* Excerpt:
-- Opening Marker --
I just wanted to say that I'm so happy I signed up for this site! I have learned that I am a normal new grad. All my stress and fear is normal. After reading many posts about new grads at their first job, I feel I am right where I need to be. Before, I was freaking out and thinking maybe I'm too stupid to be a nurse. Now I know this is truly a normal feeling and in time, I will transition from this place to being more confident and comfortable. I've only been on my job in oncology for four days now and I love it. It's a lot of work and very stressful but I have dreamed of becoming a nurse since waaay back and now that I'm finally here brings me more joy than ever. Sometimes I just stare at my badge and I'm in awe because it says my name RN. Thats pretty darn cool.
My back story is that I grew up honestly believing I had a learning disorder and that I could never attempt anything "hard". I was never good at math and always thought that since I didn't know my multiplication tables by heart, I was stupid. The only thing I was good at was writing. So I thought when I graduated high school, that I wanted to be an editor of some sort. I found out quickly reporting was involved and I hate reporting so I quit that. When I became a CNA and worked in a nursing home, I knew I found a fit. I loved working with the patients and I hated seeing other CNA's or RN's being cruel to the residents so I thought to myself "man they need a person like me". I didn't believe much in myself and I had a really hard time with every class because every class I took, I thought I was too stupid to understand it. Over the years and a slew of B grades I made it into nursing school
where I continued to do very well scoring A's and B's but mostly B's. I still thought I was stupid. How stupid. After graduating I passed my boards on the first try and the success keeps coming. I'm registered to get my BSN this fall semester and things are going so great. Looking back at where I came from, it truly is a blessing and I am in awe many times that although I wasn't the smartest cookie in the jar and I wasn't the straight A student, I didn't come from highly educated parents and I'm still successful. That just amazes me and the fact that I am a normal new grad eases my soul as well.
-- Closing Marker --
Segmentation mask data
-- Opening Marker --
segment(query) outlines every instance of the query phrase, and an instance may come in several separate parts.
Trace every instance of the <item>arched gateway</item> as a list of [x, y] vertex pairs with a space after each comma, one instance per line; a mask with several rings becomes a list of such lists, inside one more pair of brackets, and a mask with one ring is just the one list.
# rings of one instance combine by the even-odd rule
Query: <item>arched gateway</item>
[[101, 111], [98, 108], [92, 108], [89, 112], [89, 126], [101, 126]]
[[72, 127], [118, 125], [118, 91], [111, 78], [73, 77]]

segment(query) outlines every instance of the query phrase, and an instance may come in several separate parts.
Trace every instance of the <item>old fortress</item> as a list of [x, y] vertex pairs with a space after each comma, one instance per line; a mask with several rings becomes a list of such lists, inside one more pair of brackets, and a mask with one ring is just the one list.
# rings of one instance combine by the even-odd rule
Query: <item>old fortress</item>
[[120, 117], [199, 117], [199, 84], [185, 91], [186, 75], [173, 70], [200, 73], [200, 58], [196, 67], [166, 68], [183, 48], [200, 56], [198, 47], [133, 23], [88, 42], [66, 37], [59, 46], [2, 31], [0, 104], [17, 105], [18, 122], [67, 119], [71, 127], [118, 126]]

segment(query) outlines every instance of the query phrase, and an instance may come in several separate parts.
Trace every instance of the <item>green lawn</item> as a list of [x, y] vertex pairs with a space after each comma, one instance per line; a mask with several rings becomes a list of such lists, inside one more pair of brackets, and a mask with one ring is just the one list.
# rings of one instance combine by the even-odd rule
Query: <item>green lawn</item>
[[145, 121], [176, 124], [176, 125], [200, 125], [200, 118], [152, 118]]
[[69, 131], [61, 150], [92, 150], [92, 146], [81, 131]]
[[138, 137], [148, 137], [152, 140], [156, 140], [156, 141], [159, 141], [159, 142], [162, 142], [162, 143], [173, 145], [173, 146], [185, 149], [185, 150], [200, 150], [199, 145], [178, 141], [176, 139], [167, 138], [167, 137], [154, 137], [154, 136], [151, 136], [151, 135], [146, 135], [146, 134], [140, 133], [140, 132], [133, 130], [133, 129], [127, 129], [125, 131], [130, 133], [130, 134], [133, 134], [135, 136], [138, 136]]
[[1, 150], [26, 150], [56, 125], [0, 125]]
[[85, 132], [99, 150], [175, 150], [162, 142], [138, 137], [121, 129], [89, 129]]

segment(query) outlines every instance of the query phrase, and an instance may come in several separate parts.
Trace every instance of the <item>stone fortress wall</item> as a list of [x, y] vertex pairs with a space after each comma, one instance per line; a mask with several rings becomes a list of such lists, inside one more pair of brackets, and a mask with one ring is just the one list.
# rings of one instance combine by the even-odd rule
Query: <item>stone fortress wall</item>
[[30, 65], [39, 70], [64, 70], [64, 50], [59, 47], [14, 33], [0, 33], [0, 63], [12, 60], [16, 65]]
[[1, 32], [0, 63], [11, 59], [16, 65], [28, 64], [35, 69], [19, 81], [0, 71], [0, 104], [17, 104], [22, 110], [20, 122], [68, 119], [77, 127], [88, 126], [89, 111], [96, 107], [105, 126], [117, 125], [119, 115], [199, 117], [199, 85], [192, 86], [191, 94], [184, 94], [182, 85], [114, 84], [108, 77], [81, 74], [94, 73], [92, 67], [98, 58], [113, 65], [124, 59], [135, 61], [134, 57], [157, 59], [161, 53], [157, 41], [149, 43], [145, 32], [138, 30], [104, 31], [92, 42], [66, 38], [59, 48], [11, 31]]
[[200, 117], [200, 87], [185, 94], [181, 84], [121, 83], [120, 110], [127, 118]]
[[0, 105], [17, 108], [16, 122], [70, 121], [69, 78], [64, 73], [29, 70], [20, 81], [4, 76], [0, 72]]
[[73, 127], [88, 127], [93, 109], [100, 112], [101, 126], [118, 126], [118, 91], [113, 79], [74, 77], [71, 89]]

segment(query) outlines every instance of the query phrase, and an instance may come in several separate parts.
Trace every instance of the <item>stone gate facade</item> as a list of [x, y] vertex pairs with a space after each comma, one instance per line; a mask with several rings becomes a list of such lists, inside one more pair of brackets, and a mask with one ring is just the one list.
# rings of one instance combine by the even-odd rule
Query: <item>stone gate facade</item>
-- Closing Marker --
* What to work on: Return the passage of the new-grad nurse post starting at "I just wanted" and ending at "pretty darn cool.". Use only the new-grad nurse post.

* Answer to the problem:
I just wanted to say that I'm so happy I signed up for this site! I have learned that I am a normal new grad. All my stress and fear is normal. After reading many posts about new grads at their first job, I feel I am right where I need to be. Before, I was freaking out and thinking maybe I'm too stupid to be a nurse. Now I know this is truly a normal feeling and in time, I will transition from this place to being more confident and comfortable. I've only been on my job in oncology for four days now and I love it. It's a lot of work and very stressful but I have dreamed of becoming a nurse since waaay back and now that I'm finally here brings me more joy than ever. Sometimes I just stare at my badge and I'm in awe because it says my name RN. Thats pretty darn cool.